> _RAW DATA_:
----

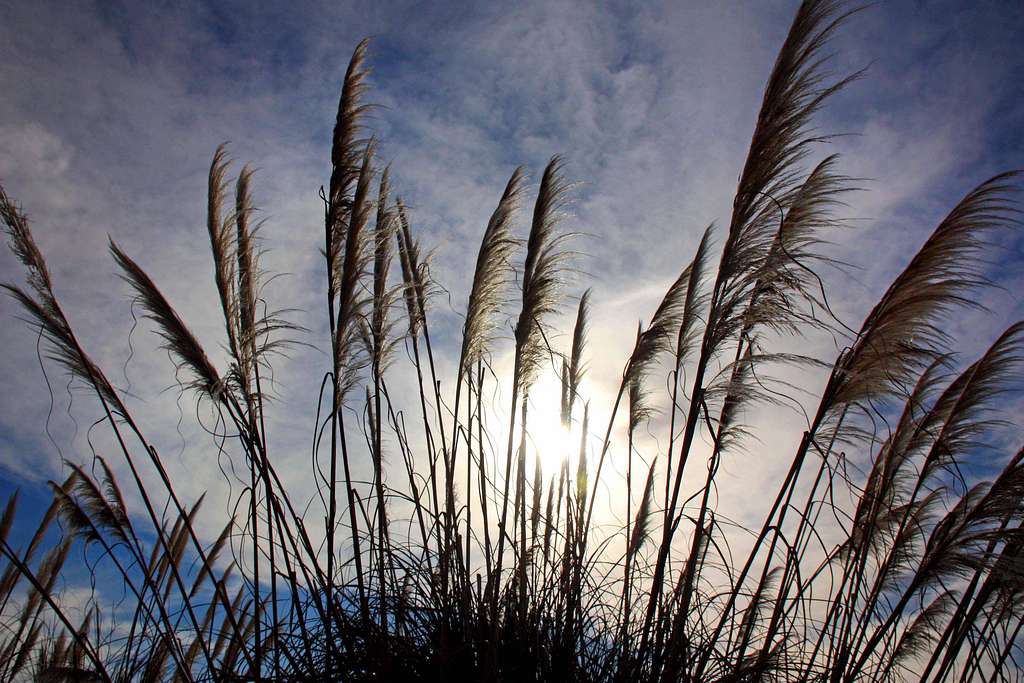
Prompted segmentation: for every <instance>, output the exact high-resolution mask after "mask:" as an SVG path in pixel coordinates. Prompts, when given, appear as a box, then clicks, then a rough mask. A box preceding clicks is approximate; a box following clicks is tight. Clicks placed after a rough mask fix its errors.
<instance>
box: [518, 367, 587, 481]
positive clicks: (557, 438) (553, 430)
mask: <svg viewBox="0 0 1024 683" xmlns="http://www.w3.org/2000/svg"><path fill="white" fill-rule="evenodd" d="M561 392H562V387H561V382H560V381H559V380H558V378H556V377H554V376H553V375H551V374H545V375H544V376H542V377H541V378H540V379H539V380H538V382H537V383H536V384H535V385H534V387H531V388H530V392H529V410H528V412H527V417H526V432H527V434H528V437H529V445H530V446H532V449H534V452H535V453H537V454H539V455H540V457H541V466H542V467H543V468H544V476H545V478H546V479H550V478H551V477H552V476H557V473H558V471H559V468H560V467H561V466H562V463H563V462H565V461H566V460H568V461H569V466H570V468H571V467H575V462H577V459H578V457H579V450H580V425H579V420H574V421H573V422H572V423H571V424H570V425H569V426H564V425H562V417H561V413H562V409H561V396H562V393H561ZM574 412H579V411H574Z"/></svg>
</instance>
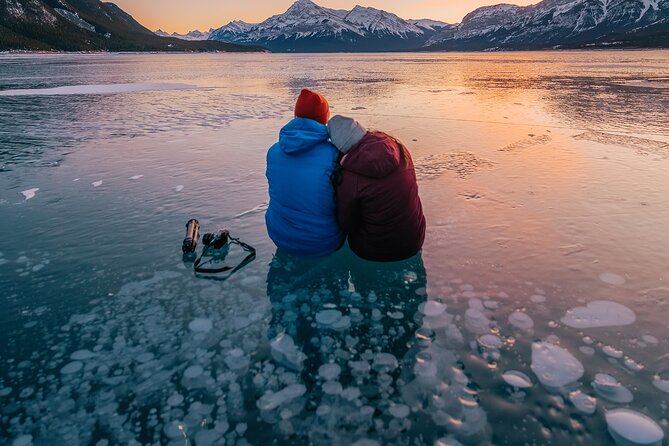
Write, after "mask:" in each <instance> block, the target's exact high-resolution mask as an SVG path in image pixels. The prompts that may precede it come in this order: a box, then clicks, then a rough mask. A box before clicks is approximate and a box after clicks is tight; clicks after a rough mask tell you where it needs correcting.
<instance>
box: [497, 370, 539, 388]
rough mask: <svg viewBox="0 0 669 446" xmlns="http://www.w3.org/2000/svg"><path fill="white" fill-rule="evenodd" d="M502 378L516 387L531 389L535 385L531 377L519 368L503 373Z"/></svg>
mask: <svg viewBox="0 0 669 446" xmlns="http://www.w3.org/2000/svg"><path fill="white" fill-rule="evenodd" d="M502 379H503V380H504V382H505V383H507V384H508V385H510V386H511V387H514V388H516V389H529V388H530V387H532V386H533V384H532V380H531V379H530V377H529V376H527V375H526V374H524V373H523V372H519V371H517V370H509V371H508V372H505V373H504V374H502Z"/></svg>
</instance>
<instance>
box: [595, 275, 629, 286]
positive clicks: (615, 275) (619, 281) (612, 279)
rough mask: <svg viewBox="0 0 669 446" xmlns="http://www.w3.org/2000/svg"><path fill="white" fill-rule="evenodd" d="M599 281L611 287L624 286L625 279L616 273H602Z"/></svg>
mask: <svg viewBox="0 0 669 446" xmlns="http://www.w3.org/2000/svg"><path fill="white" fill-rule="evenodd" d="M599 280H601V281H602V282H604V283H608V284H609V285H624V284H625V278H624V277H622V276H619V275H618V274H614V273H602V274H600V275H599Z"/></svg>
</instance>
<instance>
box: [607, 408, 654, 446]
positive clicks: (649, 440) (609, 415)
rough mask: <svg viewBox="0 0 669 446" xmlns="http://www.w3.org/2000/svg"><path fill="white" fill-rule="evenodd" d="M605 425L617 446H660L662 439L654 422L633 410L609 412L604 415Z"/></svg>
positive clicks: (646, 416)
mask: <svg viewBox="0 0 669 446" xmlns="http://www.w3.org/2000/svg"><path fill="white" fill-rule="evenodd" d="M606 424H607V425H608V428H609V433H610V434H611V436H612V437H613V439H614V440H615V442H616V444H617V445H618V446H637V445H638V446H641V445H643V446H660V445H661V444H662V440H663V439H664V432H663V431H662V428H661V427H660V426H659V425H658V424H657V423H656V422H655V421H653V420H652V419H651V418H649V417H648V416H646V415H644V414H642V413H640V412H636V411H634V410H630V409H614V410H611V411H609V412H607V413H606Z"/></svg>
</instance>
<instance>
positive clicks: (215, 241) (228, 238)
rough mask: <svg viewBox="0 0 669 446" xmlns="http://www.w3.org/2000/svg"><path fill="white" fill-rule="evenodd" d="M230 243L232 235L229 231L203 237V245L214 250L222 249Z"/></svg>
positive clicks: (214, 233)
mask: <svg viewBox="0 0 669 446" xmlns="http://www.w3.org/2000/svg"><path fill="white" fill-rule="evenodd" d="M229 241H230V233H229V232H228V231H227V230H225V229H224V230H222V231H218V232H214V233H211V234H205V235H203V236H202V244H204V246H207V247H209V246H211V247H212V248H214V249H221V248H222V247H224V246H225V245H226V244H227V243H228V242H229Z"/></svg>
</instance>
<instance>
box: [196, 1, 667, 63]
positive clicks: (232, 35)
mask: <svg viewBox="0 0 669 446" xmlns="http://www.w3.org/2000/svg"><path fill="white" fill-rule="evenodd" d="M209 39H211V40H219V41H223V42H231V43H244V44H259V45H263V46H266V47H268V48H270V49H271V50H273V51H325V52H327V51H393V50H416V49H423V50H486V49H541V48H550V47H556V46H585V45H593V44H597V43H601V44H603V45H610V44H611V43H613V42H616V43H621V44H624V45H628V46H664V47H667V46H669V0H543V1H541V2H539V3H537V4H535V5H531V6H525V7H522V6H516V5H510V4H499V5H494V6H485V7H482V8H479V9H476V10H475V11H472V12H471V13H469V14H468V15H467V16H466V17H465V18H464V19H463V20H462V23H459V24H455V25H452V24H448V23H444V22H439V21H436V20H430V19H420V20H418V19H411V20H405V19H402V18H400V17H398V16H396V15H395V14H392V13H389V12H386V11H382V10H379V9H375V8H368V7H363V6H356V7H355V8H353V9H352V10H350V11H346V10H337V9H329V8H324V7H322V6H319V5H317V4H315V3H314V2H312V1H311V0H298V1H297V2H295V3H294V4H293V5H292V6H291V7H290V8H289V9H288V10H287V11H286V12H285V13H284V14H279V15H276V16H273V17H270V18H269V19H267V20H265V21H264V22H262V23H258V24H251V23H246V22H241V21H233V22H230V23H229V24H227V25H225V26H223V27H221V28H219V29H217V30H215V31H213V32H212V33H211V35H210V36H209Z"/></svg>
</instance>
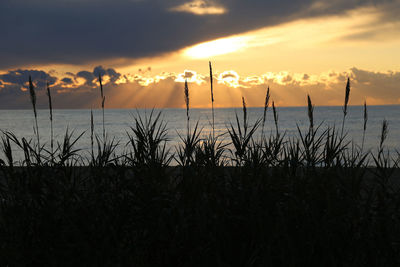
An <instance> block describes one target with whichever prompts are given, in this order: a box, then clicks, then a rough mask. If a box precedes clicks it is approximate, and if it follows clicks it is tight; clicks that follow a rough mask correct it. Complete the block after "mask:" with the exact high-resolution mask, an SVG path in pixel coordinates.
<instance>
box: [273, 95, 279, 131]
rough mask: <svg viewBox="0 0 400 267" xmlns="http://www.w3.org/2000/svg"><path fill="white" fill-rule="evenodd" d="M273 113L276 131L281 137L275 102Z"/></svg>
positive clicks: (273, 105) (277, 113)
mask: <svg viewBox="0 0 400 267" xmlns="http://www.w3.org/2000/svg"><path fill="white" fill-rule="evenodd" d="M272 111H273V113H274V122H275V129H276V136H278V135H279V128H278V113H277V111H276V108H275V102H274V101H272Z"/></svg>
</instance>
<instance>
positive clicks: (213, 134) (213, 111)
mask: <svg viewBox="0 0 400 267" xmlns="http://www.w3.org/2000/svg"><path fill="white" fill-rule="evenodd" d="M208 65H209V67H210V84H211V112H212V131H213V138H214V137H215V124H214V123H215V118H214V90H213V76H212V66H211V61H209V62H208Z"/></svg>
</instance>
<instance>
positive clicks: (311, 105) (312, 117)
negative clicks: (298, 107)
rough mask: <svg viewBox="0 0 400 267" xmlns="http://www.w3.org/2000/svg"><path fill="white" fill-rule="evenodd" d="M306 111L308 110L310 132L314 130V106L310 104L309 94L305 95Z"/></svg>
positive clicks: (310, 103)
mask: <svg viewBox="0 0 400 267" xmlns="http://www.w3.org/2000/svg"><path fill="white" fill-rule="evenodd" d="M307 111H308V119H309V121H310V129H309V131H310V133H311V134H312V133H313V132H314V106H313V105H312V102H311V98H310V95H307Z"/></svg>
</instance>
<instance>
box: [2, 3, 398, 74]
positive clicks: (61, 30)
mask: <svg viewBox="0 0 400 267" xmlns="http://www.w3.org/2000/svg"><path fill="white" fill-rule="evenodd" d="M71 1H72V3H71ZM373 4H374V6H375V8H376V9H379V10H380V11H381V12H383V15H382V20H384V21H399V20H400V19H399V16H398V14H399V12H398V11H399V9H400V8H399V6H400V5H399V1H382V2H381V1H379V2H376V1H375V2H374V3H373ZM216 6H218V7H223V8H224V9H225V10H227V11H228V12H227V13H224V14H219V15H207V16H199V15H196V14H193V13H196V12H193V9H195V10H201V12H203V13H204V14H209V13H213V12H214V13H216V12H215V7H216ZM363 6H371V1H370V0H350V1H349V0H346V1H345V0H337V1H331V0H294V1H293V0H253V1H243V0H219V1H212V2H210V1H199V0H197V1H194V2H193V1H192V2H190V1H183V0H170V1H160V0H146V1H145V0H143V1H138V0H137V1H132V0H115V1H105V0H99V1H94V0H82V1H77V0H59V1H49V0H39V1H30V0H3V1H0V18H1V24H2V25H3V27H2V41H1V42H0V58H1V59H2V60H1V61H0V69H10V68H15V67H22V66H27V65H32V64H35V65H40V64H78V65H79V64H82V65H83V64H95V63H96V62H103V61H106V60H112V59H113V60H114V59H115V60H116V59H127V58H130V59H135V58H143V57H151V56H156V55H162V54H165V53H169V52H172V51H177V50H179V49H182V48H185V47H188V46H192V45H194V44H198V43H201V42H205V41H210V40H214V39H217V38H221V37H226V36H229V35H233V34H238V33H243V32H246V31H249V30H254V29H259V28H262V27H266V26H272V25H277V24H280V23H284V22H289V21H294V20H297V19H301V18H311V17H316V16H325V15H332V14H343V12H345V11H348V10H351V9H354V8H360V7H363ZM387 6H388V7H387ZM176 7H189V8H188V10H189V11H191V12H189V13H188V12H176V11H177V10H176ZM171 8H172V9H173V10H174V8H175V11H171ZM213 8H214V9H213ZM212 10H214V11H213V12H211V11H212ZM201 12H200V13H201Z"/></svg>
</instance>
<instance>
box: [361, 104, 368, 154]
mask: <svg viewBox="0 0 400 267" xmlns="http://www.w3.org/2000/svg"><path fill="white" fill-rule="evenodd" d="M367 121H368V111H367V101H364V125H363V139H362V143H361V153H362V152H363V150H364V143H365V132H366V130H367Z"/></svg>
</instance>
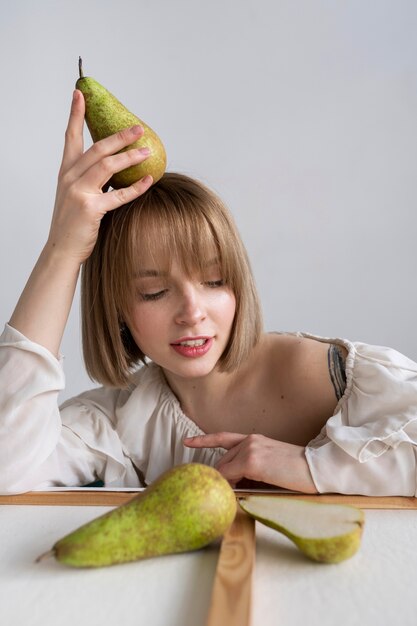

----

> _WHAT IS BEING ASKED_: Print the listing above word for word, starting at its beginning and stopping after the line that contains "box: [518, 367, 587, 481]". Leave the pictures out.

> _OUTPUT OF THE TASK_:
Prompted segmentation: for every <instance>, output the exact high-resolution mask after "mask:" as an SVG path in pixel coordinates. Prompts, when given, appear as a box, then clicks, then a rough mask. A box preceding clicks is approximate; a box following clicks is tight. Clicks placed after a rough mask fix its errors.
<instance>
box: [518, 367, 587, 481]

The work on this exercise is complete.